- [Your objective]:
Please echo back every line of the listing below without changing a single character.

## BEGIN

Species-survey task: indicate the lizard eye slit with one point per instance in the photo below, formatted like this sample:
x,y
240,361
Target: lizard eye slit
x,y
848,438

## END

- [Correct output]:
Species-survey task: indicate the lizard eye slit with one point per instance in the photo below, formatted like this sample:
x,y
240,361
Target: lizard eye slit
x,y
848,438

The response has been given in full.